### Source extract
Published: 18 October 2010

Abstract

Background

The question of a genetic contribution to the higher prevalence and incidence of end stage kidney disease (ESKD) among African Americans (AA) remained unresolved, until recent findings using admixture mapping pointed to the association of a genomic locus on chromosome 22 with this disease phenotype. In the current study we utilize this example to demonstrate the utility of applying a multi-step admixture mapping approach.

Methods

A multi-step case only admixture mapping study, consisted of the following steps was designed: 1) Assembly of the sample dataset (ESKD AA); 2) Design of the estimated mutual information ancestry informative markers (n = 2016) screening panel 3); Genotyping the sample set whose size was determined by a power analysis (n = 576) appropriate for the initial screening panel; 4) Inference of local ancestry for each individual and identification of regions with increased AA ancestry using two different ancestry inference statistical approaches; 5) Enrichment of the initial screening panel; 6) Power analysis of the enriched panel 7) Genotyping of additional samples. 8) Re-analysis of the genotyping results to identify a genetic risk locus.

Results

The initial screening phase yielded a significant peak using the ADMIXMAP ancestry inference program applying case only statistics. Subgroup analysis of 299 ESKD patients with no history of diabetes yielded peaks using both the ANCESTRYMAP and ADMIXMAP ancestry inference programs. The significant peak was found on chromosome 22. Genotyping of additional ancestry informative markers on chromosome 22 that took into account linkage disequilibrium in the ancestral populations, and the addition of samples increased the statistical significance of the finding.

Conclusions

A multi-step admixture mapping analysis of AA ESKD patients replicated the finding of a candidate risk locus on chromosome 22, contributing to the heightened susceptibility of African Americans to develop non-diabetic ESKD, and underscores the importance of using mutual information and multiple ancestry inference approaches to achieve a robust analysis, using relatively small datasets of "affected" only individuals. The current study suggests solutions to some limitations of existing admixture mapping methodologies, such as considerations regarding the distribution of ancestry information along the genome and its effects on power calculations and sample size.

### Records supplied
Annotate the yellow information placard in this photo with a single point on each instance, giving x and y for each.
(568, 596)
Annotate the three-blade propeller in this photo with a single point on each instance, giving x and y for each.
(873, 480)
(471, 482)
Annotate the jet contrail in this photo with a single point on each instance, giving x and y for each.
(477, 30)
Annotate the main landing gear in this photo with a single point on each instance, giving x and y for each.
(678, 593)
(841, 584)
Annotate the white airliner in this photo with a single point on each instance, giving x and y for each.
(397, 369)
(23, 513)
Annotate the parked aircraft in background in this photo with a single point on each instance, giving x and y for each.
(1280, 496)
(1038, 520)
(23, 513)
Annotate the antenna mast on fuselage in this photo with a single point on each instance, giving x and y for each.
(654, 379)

### Work to complete
According to the kidney disease abstract, how many ESKD patients with no history of diabetes were included in the subgroup analysis?

### Reply to the task
299